■ Problem statement ■
Reproduce exactly the line in which "the black shorts" occurs and all the lines after it, ending with the last line.

____ Material for this task

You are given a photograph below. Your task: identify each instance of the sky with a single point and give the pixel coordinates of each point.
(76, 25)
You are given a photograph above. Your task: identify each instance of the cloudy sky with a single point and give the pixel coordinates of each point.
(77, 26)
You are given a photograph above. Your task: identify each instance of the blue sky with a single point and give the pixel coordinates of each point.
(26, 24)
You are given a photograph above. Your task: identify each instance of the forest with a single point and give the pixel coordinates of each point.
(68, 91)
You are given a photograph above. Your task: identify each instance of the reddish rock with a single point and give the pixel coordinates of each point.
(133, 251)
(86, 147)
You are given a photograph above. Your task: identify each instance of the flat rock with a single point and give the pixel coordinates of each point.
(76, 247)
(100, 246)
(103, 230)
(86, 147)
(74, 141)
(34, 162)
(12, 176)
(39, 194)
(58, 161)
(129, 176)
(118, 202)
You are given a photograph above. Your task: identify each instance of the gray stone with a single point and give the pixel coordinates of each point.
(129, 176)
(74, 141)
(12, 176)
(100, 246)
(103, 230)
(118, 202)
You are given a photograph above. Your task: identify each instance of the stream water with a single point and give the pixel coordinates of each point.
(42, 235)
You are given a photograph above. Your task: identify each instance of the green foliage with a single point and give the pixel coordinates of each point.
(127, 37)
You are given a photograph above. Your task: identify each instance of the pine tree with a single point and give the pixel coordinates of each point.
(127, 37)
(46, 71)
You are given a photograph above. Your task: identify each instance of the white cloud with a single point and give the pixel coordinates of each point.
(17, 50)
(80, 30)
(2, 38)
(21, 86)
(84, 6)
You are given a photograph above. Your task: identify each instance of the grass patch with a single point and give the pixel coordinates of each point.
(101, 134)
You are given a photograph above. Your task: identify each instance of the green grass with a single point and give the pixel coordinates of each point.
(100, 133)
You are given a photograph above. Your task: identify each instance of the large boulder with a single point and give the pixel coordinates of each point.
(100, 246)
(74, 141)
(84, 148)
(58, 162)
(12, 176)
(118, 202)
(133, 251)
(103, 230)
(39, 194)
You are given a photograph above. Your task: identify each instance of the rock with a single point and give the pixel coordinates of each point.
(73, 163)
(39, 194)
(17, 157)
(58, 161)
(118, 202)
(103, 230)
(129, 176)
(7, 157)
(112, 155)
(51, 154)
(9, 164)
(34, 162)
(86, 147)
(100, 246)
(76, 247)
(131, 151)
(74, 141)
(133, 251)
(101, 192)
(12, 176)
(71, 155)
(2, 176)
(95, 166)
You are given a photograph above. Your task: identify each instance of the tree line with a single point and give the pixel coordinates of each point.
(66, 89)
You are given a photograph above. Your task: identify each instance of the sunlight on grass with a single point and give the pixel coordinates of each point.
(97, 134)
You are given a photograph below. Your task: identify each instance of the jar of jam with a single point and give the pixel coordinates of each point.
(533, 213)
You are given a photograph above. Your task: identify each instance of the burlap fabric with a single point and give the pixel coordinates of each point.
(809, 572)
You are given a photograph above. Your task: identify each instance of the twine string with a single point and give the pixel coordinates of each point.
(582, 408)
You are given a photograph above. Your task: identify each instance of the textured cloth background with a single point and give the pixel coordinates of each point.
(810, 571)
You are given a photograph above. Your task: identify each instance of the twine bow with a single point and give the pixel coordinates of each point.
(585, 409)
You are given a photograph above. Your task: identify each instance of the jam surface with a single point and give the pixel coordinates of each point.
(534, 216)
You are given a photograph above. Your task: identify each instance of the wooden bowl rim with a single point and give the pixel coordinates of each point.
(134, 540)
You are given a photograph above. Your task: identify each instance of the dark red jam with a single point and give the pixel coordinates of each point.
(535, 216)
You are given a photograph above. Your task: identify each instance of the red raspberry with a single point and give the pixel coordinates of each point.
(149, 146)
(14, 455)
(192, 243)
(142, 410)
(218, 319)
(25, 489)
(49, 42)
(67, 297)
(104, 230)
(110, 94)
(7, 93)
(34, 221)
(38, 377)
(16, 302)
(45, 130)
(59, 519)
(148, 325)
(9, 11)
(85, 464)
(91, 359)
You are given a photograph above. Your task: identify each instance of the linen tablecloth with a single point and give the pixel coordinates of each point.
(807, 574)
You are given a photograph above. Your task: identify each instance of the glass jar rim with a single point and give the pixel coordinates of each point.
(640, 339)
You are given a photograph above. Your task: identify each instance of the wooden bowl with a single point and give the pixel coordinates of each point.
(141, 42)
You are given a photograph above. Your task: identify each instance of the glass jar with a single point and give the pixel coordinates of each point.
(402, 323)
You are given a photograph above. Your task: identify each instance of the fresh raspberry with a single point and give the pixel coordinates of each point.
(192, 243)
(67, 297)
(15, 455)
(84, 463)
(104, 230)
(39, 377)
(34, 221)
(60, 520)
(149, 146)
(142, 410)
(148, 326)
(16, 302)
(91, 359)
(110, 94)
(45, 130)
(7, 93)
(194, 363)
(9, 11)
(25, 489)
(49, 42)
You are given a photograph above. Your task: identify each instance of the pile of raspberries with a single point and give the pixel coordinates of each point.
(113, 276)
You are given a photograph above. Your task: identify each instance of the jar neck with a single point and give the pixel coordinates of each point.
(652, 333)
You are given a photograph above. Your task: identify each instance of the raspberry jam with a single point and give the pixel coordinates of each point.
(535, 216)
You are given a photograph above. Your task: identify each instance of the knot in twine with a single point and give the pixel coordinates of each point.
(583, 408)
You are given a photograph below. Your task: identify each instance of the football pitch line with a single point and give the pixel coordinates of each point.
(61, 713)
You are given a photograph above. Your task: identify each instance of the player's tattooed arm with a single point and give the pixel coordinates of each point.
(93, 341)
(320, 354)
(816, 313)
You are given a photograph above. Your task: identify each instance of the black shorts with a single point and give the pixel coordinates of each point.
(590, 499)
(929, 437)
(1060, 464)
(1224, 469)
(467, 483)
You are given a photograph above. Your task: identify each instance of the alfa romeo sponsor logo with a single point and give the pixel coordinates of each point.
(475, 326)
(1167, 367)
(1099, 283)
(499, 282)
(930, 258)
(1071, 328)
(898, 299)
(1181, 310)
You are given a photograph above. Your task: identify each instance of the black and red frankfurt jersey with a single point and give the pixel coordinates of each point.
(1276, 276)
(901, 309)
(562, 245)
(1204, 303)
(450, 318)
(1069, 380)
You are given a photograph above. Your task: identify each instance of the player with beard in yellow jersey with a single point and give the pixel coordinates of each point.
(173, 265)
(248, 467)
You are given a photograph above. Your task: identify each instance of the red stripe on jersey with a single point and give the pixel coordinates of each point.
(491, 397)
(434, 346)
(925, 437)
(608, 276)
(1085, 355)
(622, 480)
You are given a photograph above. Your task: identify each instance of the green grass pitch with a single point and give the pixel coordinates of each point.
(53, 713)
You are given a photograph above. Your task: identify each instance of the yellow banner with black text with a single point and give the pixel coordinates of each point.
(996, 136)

________

■ Response for this exercise ■
You are given a photograph above. Your task: identify each instance of the black shorts with a single point and give the pixel coordinates of each point.
(590, 499)
(929, 437)
(1060, 464)
(1224, 469)
(467, 483)
You are given a photograph above. Your task: identify each instance of the alfa romeo sponsor logo with a single point and give the pixel coordinates of each point.
(475, 326)
(1167, 367)
(1099, 283)
(499, 282)
(930, 258)
(1071, 328)
(898, 299)
(1181, 310)
You are given a photograph above. Your task: identify each instance of the black and red frankfurt jersey with a single point and give the pixel coordinates of each point.
(1276, 276)
(901, 309)
(562, 245)
(1204, 303)
(450, 318)
(1069, 380)
You are given a photograph above. Your task: identify each instance of the player with beard in yellow jersey with a single point and give the pixel coordinates of each point.
(173, 265)
(248, 467)
You are given a photograph above. Your task: identify each instance of the red stripe on jersey with a single point and give the pixel coordinates of each point.
(491, 397)
(434, 346)
(925, 437)
(608, 276)
(1085, 355)
(622, 480)
You are given a photograph above. Your task: identify each instance of the green grass pitch with a single point and give the pixel coordinates of each point.
(53, 713)
You are given a photograph above. Your task: identify each instance of the yellow banner with black text with a single point and give the pixel coordinates of each point.
(996, 136)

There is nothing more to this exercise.